### Exercise goal
Tally the lines of the records below that contain the string "butterfly", and give only the number. Case counts.
START Provided material
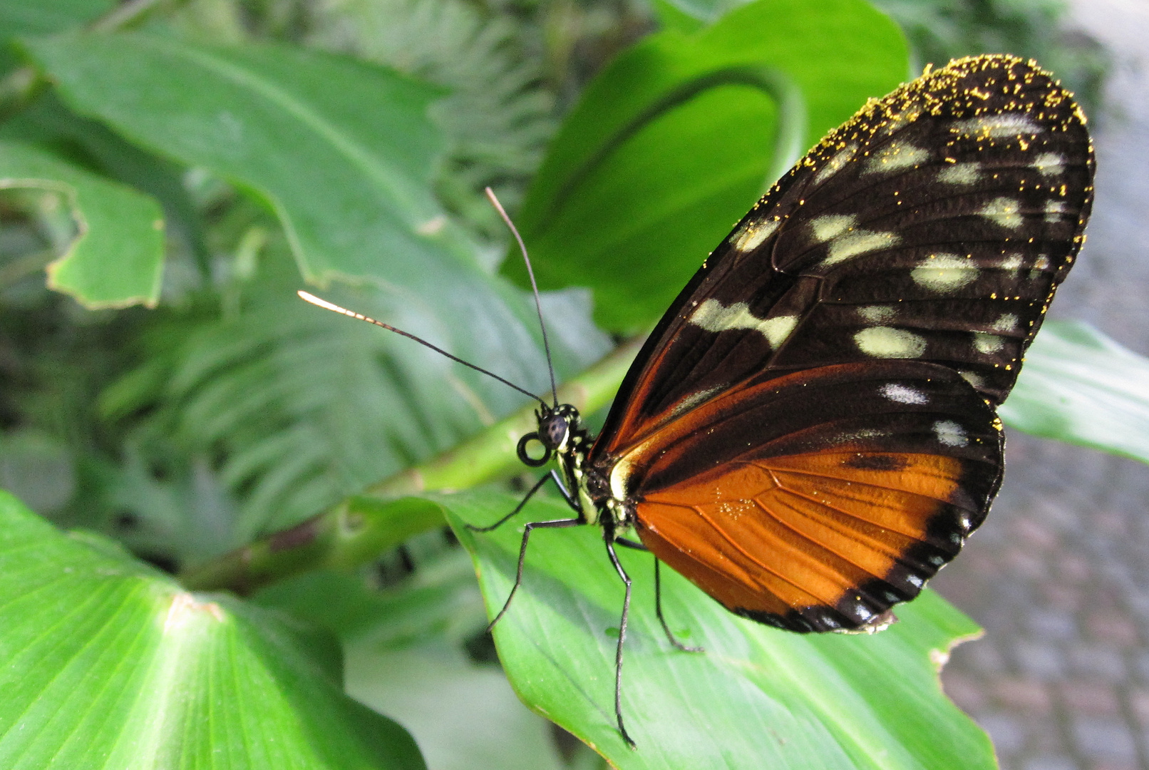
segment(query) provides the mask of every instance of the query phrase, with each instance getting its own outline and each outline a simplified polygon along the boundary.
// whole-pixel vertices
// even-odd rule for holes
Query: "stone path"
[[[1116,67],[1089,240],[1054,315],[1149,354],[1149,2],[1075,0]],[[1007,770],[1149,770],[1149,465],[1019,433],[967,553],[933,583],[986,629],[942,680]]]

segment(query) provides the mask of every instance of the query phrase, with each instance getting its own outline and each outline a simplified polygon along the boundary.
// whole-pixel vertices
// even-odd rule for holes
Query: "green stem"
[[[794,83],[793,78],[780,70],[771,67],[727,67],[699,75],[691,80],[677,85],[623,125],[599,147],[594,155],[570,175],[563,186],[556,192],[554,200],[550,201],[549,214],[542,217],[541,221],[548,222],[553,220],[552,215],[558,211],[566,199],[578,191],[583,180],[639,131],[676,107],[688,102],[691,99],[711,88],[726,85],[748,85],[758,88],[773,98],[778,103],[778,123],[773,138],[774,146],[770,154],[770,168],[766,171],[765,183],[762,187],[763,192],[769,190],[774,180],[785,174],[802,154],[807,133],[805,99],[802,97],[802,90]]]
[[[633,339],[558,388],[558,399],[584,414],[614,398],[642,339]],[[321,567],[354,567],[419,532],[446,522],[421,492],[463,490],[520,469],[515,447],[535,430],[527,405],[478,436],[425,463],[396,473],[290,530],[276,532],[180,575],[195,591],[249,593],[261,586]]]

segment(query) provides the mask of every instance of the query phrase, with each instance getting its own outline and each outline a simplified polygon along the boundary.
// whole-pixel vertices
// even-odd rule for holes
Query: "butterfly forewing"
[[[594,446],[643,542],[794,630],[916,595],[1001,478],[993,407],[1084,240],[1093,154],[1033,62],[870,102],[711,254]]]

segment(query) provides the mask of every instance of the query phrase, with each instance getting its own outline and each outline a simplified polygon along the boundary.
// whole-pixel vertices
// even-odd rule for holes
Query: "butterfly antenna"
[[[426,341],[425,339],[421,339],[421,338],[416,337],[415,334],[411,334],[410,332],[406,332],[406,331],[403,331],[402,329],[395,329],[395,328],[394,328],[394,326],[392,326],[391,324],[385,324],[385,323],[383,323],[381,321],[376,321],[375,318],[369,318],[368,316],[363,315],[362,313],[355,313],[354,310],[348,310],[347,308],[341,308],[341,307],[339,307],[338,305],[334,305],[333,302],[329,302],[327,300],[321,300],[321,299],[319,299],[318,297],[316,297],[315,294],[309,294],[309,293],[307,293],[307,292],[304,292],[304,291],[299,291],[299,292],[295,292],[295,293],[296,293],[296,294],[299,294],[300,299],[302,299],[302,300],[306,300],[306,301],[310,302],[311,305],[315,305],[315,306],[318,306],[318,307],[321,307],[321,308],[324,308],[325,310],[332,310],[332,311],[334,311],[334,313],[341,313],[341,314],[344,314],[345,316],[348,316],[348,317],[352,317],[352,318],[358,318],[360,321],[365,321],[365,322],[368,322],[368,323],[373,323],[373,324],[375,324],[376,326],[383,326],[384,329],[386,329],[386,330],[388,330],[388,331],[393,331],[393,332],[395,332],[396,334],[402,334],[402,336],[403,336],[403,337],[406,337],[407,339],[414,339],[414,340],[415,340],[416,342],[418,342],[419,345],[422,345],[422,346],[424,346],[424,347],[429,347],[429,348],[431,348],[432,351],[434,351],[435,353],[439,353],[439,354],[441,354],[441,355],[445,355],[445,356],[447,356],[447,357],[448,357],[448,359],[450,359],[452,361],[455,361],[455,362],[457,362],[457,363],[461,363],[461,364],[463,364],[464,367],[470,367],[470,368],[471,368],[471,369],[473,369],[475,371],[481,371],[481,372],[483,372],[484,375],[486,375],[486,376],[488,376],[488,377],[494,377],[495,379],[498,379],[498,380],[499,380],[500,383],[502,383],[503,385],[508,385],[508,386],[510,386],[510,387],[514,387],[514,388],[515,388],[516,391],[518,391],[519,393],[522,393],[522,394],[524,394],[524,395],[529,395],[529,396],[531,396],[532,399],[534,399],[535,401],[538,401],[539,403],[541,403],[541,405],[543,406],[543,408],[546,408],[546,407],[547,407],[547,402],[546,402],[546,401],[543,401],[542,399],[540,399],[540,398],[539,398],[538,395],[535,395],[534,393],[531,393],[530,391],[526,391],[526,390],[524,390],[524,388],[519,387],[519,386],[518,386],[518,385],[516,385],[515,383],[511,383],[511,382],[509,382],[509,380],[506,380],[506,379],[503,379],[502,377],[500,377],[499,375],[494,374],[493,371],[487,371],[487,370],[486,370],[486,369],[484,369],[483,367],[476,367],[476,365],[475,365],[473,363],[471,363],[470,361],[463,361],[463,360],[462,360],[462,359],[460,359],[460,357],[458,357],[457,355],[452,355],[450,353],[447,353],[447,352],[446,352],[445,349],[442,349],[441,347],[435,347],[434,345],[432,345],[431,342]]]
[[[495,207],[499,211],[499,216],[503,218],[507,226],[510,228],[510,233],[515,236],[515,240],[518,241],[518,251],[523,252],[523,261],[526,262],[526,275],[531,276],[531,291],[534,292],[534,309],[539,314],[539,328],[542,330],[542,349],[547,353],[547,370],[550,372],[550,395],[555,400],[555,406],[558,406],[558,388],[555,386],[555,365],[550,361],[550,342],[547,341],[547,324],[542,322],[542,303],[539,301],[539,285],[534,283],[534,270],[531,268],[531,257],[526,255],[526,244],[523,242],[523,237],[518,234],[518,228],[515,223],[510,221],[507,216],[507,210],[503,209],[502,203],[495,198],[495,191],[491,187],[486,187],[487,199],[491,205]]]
END Provided material
START Provided material
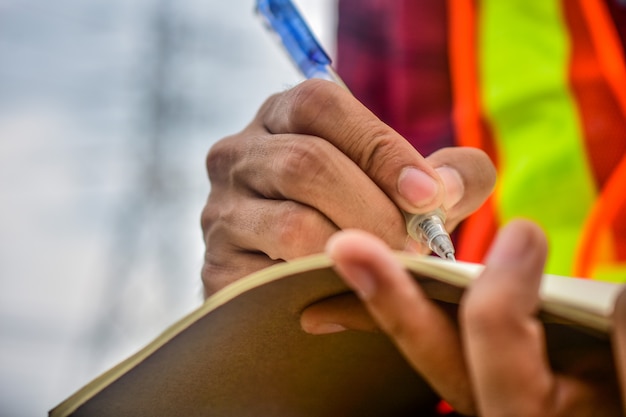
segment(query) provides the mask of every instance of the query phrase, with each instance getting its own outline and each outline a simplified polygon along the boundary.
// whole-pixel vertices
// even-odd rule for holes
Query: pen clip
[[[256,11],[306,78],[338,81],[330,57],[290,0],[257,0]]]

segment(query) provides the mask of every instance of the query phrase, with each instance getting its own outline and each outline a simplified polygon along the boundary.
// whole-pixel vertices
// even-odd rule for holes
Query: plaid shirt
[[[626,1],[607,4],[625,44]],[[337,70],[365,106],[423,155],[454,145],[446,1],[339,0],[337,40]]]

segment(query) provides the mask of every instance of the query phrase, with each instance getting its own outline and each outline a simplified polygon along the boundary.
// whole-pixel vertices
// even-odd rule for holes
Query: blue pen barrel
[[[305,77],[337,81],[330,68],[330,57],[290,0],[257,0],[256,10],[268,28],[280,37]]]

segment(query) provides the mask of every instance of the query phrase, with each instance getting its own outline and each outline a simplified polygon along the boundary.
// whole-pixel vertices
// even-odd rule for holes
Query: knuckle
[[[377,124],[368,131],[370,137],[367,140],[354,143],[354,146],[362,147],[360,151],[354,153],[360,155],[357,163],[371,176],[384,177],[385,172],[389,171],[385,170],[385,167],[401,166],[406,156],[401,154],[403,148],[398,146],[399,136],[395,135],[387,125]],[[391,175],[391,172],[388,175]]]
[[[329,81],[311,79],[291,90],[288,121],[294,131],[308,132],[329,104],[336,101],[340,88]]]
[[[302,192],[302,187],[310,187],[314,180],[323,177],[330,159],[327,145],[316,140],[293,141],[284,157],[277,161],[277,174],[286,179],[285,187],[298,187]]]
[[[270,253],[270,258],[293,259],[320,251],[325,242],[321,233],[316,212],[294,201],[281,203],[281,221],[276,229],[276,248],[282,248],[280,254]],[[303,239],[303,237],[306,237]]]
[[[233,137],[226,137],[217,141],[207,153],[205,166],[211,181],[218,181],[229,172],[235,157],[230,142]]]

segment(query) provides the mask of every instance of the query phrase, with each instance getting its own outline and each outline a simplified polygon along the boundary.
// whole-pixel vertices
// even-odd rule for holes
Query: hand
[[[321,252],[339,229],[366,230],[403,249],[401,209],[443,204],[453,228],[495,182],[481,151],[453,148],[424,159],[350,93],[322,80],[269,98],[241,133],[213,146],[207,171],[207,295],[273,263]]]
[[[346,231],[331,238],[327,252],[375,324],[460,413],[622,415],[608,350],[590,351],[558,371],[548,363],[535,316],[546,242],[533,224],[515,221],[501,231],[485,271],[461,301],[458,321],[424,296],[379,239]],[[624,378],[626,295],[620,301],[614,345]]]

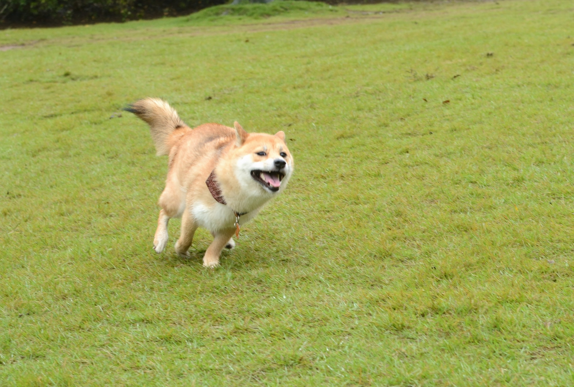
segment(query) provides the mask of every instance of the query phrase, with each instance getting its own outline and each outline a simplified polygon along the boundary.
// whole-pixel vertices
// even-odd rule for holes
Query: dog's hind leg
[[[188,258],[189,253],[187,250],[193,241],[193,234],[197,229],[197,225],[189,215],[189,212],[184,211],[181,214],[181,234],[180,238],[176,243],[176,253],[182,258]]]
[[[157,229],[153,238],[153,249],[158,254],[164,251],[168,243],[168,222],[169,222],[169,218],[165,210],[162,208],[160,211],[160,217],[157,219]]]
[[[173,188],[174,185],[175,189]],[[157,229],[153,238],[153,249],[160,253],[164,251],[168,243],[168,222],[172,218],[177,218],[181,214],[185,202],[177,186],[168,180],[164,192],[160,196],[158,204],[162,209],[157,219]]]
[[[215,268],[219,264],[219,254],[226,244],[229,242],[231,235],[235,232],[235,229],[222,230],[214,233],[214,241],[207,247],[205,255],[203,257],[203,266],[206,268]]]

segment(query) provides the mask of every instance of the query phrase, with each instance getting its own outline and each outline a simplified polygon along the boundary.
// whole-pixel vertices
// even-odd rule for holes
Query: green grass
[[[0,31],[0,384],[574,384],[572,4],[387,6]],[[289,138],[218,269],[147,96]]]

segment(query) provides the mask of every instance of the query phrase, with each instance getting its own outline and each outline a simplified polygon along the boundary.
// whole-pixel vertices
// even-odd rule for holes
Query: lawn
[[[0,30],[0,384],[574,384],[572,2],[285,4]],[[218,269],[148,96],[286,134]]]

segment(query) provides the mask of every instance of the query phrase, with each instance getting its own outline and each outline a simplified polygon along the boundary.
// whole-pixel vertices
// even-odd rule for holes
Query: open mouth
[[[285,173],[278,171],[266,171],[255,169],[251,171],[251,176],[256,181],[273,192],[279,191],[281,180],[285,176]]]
END Provided material
### Correct response
2